Excerpts of pointing data
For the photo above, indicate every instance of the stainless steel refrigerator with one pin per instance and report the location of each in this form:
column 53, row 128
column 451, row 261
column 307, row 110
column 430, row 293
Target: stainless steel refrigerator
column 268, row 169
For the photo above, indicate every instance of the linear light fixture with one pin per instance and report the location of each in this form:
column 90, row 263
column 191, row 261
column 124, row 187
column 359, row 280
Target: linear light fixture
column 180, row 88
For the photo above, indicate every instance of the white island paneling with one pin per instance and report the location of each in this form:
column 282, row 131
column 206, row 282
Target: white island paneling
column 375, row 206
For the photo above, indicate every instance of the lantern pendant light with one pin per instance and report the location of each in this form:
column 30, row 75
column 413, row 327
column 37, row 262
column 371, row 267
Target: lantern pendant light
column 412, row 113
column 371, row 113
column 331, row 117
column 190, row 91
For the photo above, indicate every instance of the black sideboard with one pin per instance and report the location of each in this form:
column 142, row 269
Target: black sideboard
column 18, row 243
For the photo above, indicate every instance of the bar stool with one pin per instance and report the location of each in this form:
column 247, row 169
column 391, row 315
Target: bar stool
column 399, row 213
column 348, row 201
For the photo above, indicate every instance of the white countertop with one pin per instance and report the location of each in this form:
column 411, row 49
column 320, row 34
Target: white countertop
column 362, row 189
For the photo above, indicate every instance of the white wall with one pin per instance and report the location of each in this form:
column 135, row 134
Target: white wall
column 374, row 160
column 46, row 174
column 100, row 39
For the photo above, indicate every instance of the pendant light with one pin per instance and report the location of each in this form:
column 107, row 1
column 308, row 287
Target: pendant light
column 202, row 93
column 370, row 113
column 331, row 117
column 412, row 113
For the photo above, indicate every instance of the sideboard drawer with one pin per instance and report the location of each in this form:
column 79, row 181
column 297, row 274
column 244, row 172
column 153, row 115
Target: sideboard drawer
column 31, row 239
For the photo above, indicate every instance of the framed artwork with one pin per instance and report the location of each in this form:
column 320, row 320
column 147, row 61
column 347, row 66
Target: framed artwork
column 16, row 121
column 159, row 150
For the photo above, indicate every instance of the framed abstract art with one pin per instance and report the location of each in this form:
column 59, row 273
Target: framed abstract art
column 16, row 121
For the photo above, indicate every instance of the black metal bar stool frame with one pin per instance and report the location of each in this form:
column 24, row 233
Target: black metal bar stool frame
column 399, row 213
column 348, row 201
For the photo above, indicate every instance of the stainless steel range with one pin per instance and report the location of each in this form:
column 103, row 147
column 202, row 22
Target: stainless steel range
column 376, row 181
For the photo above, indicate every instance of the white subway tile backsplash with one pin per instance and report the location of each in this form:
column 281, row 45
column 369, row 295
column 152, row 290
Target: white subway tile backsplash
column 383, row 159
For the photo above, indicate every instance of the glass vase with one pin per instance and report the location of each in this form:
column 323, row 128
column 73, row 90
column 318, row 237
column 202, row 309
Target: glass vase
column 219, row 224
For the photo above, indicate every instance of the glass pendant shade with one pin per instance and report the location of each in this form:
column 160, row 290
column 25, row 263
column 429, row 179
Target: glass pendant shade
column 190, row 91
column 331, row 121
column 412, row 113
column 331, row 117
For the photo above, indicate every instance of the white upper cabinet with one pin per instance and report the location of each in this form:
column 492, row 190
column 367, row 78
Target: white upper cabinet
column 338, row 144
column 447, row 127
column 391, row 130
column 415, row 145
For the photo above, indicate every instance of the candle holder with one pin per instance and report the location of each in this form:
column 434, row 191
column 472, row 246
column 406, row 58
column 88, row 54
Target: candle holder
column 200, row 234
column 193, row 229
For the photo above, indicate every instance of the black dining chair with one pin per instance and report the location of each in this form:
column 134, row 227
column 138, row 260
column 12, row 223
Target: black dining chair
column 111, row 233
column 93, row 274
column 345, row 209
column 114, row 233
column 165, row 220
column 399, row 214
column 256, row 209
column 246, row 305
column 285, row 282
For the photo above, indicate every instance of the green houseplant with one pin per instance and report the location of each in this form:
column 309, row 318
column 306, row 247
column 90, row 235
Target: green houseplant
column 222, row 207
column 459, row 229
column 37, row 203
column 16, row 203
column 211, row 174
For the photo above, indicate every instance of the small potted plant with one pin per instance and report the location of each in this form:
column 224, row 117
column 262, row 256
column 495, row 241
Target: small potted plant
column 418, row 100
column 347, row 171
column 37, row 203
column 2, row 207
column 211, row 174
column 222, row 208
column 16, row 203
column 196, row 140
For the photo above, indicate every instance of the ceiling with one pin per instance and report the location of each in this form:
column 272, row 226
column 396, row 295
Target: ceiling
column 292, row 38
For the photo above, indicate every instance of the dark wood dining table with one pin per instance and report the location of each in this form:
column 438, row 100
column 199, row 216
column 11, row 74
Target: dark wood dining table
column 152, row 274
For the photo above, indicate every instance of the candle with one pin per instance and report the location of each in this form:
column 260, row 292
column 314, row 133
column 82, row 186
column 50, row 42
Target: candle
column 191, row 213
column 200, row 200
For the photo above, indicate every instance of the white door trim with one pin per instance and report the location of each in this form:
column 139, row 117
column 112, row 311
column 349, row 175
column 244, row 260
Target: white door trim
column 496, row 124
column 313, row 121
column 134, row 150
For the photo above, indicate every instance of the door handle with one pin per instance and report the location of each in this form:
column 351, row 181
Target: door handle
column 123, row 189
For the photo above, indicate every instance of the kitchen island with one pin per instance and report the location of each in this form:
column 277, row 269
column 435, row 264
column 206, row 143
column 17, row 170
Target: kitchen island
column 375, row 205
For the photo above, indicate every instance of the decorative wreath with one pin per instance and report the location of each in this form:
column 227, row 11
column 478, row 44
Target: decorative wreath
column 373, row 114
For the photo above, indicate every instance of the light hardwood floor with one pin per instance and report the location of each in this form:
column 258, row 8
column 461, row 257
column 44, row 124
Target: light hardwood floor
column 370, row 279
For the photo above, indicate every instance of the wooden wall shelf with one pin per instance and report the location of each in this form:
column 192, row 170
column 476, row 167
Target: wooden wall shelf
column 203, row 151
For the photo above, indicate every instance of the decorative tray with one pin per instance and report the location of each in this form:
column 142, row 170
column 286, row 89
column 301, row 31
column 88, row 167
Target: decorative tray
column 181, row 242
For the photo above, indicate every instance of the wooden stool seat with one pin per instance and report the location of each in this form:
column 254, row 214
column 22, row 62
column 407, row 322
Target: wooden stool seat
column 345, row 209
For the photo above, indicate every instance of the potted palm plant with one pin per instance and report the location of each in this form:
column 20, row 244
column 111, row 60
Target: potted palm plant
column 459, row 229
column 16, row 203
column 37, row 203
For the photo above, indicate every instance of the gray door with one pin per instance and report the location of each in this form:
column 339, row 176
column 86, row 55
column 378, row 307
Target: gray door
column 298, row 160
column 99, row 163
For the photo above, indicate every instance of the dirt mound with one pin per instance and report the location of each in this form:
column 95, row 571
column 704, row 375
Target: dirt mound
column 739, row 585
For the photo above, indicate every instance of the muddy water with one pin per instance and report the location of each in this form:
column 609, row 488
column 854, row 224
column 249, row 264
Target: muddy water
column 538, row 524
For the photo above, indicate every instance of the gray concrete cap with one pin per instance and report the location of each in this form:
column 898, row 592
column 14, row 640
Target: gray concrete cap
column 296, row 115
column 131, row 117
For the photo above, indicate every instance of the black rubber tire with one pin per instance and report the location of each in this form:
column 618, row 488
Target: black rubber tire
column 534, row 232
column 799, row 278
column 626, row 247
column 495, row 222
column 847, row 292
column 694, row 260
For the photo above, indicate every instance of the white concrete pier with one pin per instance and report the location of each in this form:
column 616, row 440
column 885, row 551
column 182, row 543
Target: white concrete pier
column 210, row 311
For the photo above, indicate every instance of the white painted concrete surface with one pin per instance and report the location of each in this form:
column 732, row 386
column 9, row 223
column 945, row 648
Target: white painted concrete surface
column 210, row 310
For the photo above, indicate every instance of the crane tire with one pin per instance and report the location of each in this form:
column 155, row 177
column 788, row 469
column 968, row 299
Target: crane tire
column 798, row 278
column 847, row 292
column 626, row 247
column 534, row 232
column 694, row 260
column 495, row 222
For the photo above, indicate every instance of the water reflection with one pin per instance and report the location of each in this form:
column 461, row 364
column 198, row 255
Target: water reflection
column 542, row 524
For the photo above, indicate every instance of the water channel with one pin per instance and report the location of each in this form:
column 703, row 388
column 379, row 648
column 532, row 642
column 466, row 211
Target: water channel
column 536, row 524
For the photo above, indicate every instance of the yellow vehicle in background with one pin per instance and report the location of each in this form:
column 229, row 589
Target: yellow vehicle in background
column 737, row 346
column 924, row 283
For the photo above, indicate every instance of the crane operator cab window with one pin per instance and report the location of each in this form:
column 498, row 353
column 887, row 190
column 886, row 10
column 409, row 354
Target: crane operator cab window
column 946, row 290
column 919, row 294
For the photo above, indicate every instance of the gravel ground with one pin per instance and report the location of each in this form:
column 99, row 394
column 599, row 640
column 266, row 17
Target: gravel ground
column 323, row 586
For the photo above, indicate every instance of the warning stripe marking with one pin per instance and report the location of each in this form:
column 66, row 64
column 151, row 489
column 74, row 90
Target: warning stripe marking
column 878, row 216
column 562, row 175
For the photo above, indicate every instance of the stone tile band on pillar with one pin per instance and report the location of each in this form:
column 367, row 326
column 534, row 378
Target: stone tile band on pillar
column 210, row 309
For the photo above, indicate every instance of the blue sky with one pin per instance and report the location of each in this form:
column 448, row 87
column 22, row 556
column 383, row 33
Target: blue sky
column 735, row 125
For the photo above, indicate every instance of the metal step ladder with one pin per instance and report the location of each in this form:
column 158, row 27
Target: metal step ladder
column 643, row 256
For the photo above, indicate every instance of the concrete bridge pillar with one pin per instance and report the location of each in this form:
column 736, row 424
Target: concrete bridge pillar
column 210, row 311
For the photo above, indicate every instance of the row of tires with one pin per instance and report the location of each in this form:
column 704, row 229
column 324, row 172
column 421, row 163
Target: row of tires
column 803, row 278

* * *

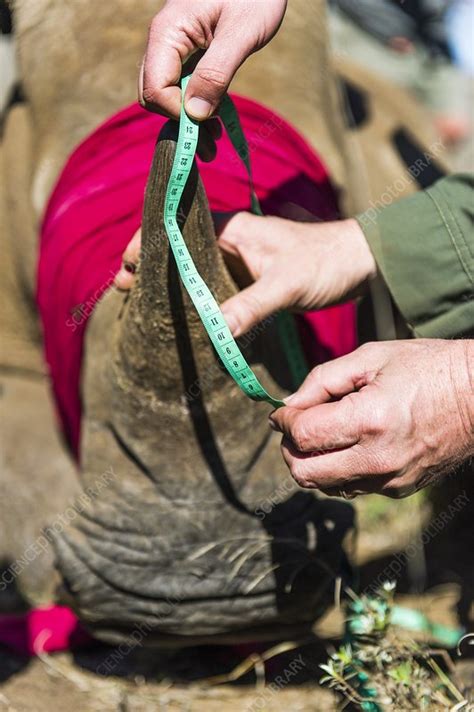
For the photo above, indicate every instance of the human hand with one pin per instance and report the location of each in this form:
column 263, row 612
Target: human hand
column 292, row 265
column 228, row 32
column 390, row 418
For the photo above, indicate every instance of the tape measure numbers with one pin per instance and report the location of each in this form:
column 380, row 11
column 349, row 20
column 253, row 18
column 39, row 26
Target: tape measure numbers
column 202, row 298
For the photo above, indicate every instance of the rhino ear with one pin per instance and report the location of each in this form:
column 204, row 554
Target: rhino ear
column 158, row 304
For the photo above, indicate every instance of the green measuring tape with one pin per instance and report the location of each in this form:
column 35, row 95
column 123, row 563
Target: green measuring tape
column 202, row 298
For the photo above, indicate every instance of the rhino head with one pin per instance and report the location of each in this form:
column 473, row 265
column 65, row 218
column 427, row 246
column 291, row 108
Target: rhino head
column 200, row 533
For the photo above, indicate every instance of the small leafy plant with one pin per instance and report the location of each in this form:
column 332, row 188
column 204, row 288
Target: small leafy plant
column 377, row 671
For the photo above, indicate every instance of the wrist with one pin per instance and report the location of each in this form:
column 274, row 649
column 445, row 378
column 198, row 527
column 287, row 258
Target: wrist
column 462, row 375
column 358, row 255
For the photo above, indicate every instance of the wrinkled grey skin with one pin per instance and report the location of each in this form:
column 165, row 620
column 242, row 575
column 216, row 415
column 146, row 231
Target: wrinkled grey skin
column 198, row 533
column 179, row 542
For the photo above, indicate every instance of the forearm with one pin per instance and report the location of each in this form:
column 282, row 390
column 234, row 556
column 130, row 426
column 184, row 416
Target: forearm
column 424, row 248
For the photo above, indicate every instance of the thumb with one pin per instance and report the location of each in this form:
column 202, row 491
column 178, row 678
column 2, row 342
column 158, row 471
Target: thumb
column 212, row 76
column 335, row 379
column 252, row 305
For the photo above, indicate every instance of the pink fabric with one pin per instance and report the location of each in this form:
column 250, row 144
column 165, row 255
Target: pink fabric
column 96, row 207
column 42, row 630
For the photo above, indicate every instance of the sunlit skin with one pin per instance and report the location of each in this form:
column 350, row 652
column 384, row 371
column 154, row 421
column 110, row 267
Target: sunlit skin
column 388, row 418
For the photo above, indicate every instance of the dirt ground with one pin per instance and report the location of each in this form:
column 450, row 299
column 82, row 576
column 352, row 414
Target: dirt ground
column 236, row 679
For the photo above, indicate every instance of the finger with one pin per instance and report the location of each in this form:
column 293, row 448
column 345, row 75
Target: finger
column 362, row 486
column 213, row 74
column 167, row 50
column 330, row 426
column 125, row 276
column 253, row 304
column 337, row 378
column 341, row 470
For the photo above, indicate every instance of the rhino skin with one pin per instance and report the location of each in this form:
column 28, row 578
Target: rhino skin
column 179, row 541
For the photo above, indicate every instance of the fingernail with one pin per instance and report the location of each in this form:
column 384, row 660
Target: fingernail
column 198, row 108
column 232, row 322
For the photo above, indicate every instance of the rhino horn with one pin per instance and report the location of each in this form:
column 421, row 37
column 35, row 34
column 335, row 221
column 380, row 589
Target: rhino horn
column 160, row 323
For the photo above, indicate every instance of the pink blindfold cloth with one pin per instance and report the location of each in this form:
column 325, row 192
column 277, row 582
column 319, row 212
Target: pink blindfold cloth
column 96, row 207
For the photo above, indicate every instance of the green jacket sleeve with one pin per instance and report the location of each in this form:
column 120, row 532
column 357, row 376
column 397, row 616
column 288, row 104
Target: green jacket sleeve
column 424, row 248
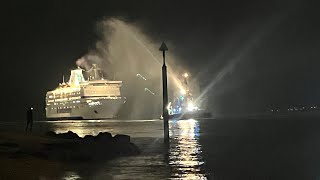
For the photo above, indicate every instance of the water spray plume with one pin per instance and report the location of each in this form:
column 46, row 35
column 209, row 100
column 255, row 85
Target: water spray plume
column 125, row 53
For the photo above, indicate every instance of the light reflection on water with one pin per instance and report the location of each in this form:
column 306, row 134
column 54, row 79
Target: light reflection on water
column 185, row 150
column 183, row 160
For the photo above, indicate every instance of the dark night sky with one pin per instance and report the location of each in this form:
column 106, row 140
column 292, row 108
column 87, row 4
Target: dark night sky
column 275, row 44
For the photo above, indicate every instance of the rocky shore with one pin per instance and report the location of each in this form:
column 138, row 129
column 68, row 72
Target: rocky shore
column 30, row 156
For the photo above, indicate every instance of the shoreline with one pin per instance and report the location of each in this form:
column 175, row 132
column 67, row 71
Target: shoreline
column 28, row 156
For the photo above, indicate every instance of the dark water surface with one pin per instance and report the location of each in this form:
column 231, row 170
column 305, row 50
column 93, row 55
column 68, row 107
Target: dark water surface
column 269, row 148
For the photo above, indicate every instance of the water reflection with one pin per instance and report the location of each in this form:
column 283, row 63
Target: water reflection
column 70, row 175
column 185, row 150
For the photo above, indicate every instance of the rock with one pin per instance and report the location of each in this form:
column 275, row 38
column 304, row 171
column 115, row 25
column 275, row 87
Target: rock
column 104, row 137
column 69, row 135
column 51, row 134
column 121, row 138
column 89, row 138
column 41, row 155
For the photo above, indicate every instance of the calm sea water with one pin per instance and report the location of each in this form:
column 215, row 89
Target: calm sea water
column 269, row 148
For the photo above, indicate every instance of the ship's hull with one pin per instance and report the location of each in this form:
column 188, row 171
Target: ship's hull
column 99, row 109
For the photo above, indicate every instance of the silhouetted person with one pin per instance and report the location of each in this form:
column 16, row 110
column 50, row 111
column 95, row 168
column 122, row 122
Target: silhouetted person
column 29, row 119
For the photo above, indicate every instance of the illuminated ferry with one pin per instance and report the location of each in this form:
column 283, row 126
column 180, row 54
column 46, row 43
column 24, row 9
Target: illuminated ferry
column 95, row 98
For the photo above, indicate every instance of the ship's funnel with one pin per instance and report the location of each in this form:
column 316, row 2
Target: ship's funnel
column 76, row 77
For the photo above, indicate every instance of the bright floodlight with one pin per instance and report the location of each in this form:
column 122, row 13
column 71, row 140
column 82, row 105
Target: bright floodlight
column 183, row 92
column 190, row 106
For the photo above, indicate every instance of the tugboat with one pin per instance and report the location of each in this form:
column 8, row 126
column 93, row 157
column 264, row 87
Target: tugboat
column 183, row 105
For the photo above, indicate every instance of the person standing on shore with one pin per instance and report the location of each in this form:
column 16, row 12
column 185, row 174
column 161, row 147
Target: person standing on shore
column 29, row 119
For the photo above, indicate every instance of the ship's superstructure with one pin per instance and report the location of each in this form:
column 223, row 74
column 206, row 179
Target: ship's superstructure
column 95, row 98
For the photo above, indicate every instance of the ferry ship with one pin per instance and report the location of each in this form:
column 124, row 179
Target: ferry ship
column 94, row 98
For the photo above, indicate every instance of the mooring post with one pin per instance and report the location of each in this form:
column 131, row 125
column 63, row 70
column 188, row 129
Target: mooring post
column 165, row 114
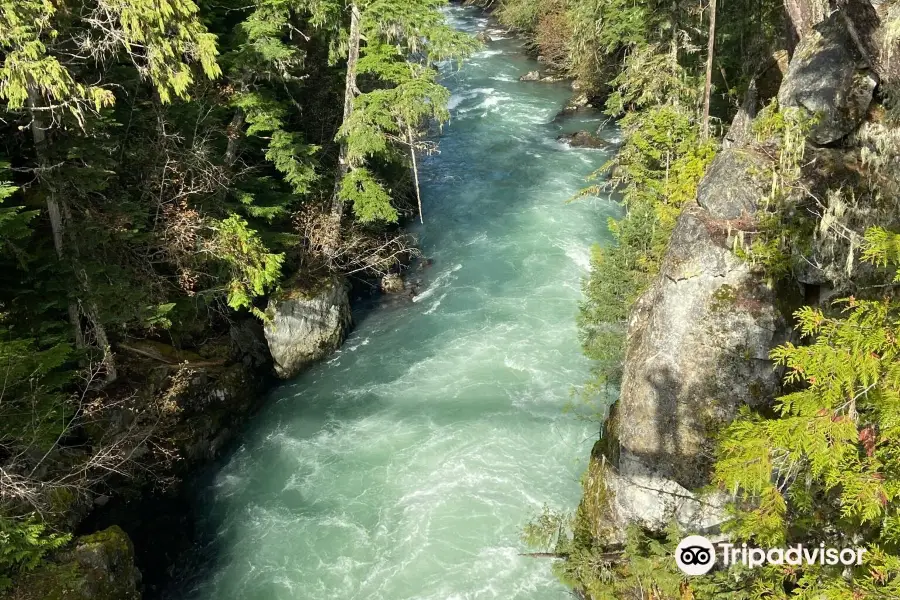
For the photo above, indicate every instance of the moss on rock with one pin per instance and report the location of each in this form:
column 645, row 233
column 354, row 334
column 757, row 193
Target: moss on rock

■ Challenge
Convert the stretch of the data that starts at the line containing "For the photo above, indicate every instance of the moss" and ends at the line containing "Target: moss on rock", both lines included, into a JSON list of strings with one string per line and blank lines omitted.

■ Response for this exercise
[
  "For the photo above, indicate every instance of the moss on rock with one pin per instance and report the location of each in this form:",
  "column 645, row 233",
  "column 354, row 334",
  "column 757, row 193",
  "Target: moss on rock"
]